▶ **Required task**
Transcribe, word for word, the stretch below from the line containing "of the pith" through the line containing "column 329, row 618", with both of those lines included.

A run of rows
╔══
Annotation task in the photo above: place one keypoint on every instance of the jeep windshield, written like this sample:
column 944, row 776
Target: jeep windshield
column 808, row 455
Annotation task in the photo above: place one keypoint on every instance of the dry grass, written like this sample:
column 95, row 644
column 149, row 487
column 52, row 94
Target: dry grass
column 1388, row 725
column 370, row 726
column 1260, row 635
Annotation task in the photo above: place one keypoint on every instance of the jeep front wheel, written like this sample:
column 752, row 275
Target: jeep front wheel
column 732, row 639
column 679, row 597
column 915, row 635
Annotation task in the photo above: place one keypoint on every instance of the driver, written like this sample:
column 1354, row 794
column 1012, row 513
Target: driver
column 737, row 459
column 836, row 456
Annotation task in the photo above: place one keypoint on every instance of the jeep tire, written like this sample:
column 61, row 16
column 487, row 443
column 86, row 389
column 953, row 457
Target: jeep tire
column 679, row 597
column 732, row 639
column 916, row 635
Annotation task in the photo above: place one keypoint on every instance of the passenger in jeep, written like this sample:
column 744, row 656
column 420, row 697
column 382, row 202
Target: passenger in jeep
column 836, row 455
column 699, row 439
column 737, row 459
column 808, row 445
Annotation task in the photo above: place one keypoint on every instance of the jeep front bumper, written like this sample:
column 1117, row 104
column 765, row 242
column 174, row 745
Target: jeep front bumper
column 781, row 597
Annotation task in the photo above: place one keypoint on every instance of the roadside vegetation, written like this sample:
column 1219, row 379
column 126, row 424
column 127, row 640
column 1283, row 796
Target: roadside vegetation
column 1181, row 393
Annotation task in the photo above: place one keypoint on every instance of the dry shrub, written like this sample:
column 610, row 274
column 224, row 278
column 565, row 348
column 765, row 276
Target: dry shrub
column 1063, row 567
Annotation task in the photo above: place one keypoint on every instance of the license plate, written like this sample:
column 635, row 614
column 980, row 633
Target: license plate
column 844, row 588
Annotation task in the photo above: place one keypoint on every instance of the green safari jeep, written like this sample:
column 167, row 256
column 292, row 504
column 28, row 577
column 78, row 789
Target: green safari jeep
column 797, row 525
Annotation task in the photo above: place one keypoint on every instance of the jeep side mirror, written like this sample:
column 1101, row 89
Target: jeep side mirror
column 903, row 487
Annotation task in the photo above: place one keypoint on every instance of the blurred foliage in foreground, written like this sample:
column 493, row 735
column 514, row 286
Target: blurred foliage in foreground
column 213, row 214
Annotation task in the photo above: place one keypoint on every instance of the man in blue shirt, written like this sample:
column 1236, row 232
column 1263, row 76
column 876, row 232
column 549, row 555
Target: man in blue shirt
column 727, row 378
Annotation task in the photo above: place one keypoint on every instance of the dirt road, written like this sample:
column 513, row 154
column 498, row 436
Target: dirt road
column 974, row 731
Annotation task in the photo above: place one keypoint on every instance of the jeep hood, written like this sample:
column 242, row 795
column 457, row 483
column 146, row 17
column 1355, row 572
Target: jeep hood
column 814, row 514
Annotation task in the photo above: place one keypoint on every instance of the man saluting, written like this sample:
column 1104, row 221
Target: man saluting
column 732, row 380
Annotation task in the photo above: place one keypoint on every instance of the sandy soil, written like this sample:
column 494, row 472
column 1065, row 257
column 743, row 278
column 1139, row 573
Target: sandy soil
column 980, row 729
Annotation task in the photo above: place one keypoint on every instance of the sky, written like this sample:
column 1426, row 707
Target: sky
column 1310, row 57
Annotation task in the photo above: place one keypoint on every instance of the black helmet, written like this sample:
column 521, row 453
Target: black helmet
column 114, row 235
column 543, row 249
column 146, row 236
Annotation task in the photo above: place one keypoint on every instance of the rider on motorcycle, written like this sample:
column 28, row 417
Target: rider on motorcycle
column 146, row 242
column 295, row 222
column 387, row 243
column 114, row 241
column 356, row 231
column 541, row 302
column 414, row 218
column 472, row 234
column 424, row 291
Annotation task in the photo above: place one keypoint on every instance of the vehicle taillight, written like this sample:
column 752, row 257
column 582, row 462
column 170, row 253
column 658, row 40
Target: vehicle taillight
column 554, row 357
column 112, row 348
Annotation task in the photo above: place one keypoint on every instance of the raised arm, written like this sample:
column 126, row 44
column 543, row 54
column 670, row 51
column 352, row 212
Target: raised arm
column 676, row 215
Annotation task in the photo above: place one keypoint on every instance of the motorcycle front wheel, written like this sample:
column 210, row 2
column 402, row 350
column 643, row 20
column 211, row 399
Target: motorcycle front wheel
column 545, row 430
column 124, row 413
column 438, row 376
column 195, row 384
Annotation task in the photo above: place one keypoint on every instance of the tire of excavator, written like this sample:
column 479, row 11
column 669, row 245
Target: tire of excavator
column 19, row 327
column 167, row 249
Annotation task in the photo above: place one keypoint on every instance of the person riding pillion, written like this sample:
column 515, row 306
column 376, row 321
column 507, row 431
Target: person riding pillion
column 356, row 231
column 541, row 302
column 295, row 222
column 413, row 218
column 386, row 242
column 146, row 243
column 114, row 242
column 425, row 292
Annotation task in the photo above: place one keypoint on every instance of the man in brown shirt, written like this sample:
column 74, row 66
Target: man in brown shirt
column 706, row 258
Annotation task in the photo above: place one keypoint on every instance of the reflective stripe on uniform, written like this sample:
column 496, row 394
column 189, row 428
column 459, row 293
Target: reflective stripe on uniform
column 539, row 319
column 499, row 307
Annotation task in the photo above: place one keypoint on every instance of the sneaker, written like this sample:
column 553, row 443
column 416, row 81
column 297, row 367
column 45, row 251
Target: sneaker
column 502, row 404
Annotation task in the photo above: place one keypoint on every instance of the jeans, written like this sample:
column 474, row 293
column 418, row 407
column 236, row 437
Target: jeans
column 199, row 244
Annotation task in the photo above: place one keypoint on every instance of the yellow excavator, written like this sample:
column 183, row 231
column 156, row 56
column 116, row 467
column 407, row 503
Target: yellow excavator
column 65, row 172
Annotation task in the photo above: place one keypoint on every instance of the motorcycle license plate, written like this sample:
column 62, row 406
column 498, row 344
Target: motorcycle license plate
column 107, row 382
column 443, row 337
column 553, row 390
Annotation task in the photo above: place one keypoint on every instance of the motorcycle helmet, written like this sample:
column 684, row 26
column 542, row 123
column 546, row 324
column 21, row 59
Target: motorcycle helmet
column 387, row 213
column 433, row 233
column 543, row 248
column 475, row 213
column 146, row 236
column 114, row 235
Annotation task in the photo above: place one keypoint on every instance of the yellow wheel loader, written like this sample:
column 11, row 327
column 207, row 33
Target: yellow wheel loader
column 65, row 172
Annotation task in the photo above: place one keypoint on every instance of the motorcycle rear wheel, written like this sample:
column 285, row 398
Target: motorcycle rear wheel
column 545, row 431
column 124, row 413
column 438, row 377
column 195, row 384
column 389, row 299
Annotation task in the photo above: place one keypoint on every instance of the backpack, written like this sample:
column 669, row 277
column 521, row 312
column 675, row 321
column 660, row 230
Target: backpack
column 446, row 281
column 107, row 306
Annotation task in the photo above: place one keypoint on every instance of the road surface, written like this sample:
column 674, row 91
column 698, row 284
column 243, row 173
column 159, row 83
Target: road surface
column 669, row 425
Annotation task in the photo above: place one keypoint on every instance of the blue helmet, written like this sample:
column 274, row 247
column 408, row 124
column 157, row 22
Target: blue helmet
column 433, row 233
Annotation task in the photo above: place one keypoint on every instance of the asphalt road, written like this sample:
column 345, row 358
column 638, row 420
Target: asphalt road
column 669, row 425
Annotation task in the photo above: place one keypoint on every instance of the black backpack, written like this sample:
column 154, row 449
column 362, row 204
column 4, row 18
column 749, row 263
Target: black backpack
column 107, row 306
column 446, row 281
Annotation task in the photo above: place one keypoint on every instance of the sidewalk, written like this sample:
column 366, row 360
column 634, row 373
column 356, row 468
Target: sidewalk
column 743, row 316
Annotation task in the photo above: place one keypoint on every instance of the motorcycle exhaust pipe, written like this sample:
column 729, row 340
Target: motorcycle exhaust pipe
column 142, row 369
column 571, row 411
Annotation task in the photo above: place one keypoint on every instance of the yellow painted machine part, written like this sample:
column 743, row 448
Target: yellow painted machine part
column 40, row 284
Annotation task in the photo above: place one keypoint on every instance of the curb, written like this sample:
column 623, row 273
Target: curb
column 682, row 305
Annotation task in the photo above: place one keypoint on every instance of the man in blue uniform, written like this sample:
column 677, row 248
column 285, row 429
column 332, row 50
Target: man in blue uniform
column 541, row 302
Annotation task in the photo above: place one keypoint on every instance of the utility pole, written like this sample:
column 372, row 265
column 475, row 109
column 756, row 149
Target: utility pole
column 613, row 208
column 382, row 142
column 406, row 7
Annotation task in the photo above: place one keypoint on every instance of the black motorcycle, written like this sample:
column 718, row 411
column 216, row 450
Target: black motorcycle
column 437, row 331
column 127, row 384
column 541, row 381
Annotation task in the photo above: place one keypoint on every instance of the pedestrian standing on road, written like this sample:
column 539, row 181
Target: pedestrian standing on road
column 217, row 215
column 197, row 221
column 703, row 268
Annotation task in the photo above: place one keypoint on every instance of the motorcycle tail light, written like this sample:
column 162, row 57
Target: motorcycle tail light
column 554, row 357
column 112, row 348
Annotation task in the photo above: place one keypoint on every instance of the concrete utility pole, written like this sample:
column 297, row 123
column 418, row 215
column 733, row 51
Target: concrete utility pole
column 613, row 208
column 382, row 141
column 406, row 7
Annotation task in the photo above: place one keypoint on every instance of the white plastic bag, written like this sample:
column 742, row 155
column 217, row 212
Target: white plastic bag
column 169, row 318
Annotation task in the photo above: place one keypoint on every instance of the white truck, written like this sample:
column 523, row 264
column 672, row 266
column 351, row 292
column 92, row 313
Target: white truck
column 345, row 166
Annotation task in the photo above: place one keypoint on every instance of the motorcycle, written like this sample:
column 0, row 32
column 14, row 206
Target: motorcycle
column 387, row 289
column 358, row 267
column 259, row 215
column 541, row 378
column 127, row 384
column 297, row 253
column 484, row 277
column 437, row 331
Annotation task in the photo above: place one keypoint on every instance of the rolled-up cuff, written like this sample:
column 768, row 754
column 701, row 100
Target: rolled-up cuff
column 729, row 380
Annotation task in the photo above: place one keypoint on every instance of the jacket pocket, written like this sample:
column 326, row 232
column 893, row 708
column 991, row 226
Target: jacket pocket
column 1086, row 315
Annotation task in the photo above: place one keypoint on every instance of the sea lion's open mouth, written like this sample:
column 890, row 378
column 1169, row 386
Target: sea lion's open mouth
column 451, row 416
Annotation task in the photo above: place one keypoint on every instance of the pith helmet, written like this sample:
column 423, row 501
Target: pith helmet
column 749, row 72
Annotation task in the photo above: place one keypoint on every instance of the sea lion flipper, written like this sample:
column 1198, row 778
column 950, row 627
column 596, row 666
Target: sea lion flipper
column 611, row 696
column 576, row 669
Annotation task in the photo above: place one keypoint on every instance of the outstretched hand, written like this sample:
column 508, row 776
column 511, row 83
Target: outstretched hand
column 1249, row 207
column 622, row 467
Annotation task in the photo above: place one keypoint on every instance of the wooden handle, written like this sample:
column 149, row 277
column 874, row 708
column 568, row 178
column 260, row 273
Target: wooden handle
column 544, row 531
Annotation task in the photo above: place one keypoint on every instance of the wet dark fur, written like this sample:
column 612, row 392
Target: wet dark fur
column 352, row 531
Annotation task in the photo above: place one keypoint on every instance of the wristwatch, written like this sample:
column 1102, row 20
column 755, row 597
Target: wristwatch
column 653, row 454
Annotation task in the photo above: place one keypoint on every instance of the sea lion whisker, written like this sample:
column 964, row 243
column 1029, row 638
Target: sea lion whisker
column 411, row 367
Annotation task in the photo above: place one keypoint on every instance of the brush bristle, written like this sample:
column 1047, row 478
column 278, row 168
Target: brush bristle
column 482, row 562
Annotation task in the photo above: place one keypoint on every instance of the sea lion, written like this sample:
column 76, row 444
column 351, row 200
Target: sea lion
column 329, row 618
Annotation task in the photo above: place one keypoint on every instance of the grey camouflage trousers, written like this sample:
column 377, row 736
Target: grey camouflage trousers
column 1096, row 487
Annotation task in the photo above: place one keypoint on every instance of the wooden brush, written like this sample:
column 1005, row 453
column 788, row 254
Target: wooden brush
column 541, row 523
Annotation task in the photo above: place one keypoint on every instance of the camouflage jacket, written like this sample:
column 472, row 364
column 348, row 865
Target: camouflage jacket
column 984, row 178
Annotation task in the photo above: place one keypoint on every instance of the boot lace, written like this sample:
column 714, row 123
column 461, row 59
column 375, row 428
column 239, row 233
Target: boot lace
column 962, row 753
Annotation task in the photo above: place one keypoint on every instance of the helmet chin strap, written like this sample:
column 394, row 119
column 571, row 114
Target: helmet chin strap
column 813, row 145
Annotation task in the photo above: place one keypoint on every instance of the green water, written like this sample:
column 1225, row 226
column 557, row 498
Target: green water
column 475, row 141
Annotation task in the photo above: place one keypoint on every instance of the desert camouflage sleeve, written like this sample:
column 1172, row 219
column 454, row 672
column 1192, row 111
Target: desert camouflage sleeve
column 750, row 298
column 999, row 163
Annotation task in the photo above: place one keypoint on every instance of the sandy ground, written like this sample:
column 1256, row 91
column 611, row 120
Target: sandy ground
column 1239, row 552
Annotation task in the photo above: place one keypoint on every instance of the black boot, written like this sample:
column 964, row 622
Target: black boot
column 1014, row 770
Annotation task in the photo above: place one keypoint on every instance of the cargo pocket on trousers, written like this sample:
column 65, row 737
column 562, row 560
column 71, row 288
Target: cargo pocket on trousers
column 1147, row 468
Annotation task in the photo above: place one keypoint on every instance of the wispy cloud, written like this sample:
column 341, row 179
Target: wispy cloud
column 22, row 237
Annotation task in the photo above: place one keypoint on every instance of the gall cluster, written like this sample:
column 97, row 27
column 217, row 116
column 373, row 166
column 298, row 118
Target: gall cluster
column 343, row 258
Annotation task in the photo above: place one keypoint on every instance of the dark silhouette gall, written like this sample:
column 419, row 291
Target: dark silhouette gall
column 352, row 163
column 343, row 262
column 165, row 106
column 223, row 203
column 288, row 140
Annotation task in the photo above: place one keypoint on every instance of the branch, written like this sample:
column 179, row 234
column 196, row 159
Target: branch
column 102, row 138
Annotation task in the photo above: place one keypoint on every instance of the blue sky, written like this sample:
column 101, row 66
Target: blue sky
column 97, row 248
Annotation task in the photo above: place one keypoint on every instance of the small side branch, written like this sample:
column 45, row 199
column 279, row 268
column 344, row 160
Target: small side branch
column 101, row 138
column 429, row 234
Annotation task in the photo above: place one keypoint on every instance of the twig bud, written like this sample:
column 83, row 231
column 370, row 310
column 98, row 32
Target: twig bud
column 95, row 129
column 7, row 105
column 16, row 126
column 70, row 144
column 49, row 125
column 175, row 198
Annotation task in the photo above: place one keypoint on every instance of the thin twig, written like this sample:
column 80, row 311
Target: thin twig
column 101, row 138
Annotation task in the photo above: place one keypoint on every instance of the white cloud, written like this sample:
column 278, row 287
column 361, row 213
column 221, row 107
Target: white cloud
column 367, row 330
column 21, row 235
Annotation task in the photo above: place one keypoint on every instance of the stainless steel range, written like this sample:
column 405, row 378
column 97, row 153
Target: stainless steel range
╚══
▶ **Answer below**
Annotation task in the photo above: place one keypoint on every instance of the pith helmet, written like this sample:
column 423, row 501
Target: pith helmet
column 749, row 72
Annotation task in the photo above: place one keypoint on every instance of the sea lion flipper, written like this sample:
column 1198, row 778
column 950, row 627
column 596, row 666
Target: sea lion flipper
column 611, row 696
column 576, row 669
Annotation task in the photo above: place one keypoint on every instance of the outstretched hand, written like this sample:
column 508, row 776
column 511, row 83
Target: outstretched hand
column 1249, row 207
column 622, row 467
Annotation task in the photo above: place one keypoint on every instance of the wooden handle, written like this sample:
column 149, row 277
column 874, row 708
column 568, row 178
column 260, row 273
Target: wooden handle
column 544, row 531
Annotation task in the photo above: place one keypoint on every instance of the wet dark fur, written like this sample:
column 612, row 392
Target: wet dark fur
column 352, row 531
Annotation task in the photo above: place one keypoint on every instance of the wristwatch, written like this sample:
column 1102, row 20
column 755, row 597
Target: wristwatch
column 653, row 454
Annotation task in the photo above: place one keypoint on every instance of the sea lion whisker, written like this sample:
column 964, row 243
column 1029, row 638
Target: sea lion whisker
column 411, row 367
Annotation task in the photo above: place one keypoint on every instance of the brush bristle, written like this sample:
column 1047, row 478
column 278, row 168
Target: brush bristle
column 482, row 562
Annotation task in the photo above: place one keypoint on every instance of the sea lion, written like this sample:
column 76, row 444
column 351, row 200
Target: sea lion
column 329, row 618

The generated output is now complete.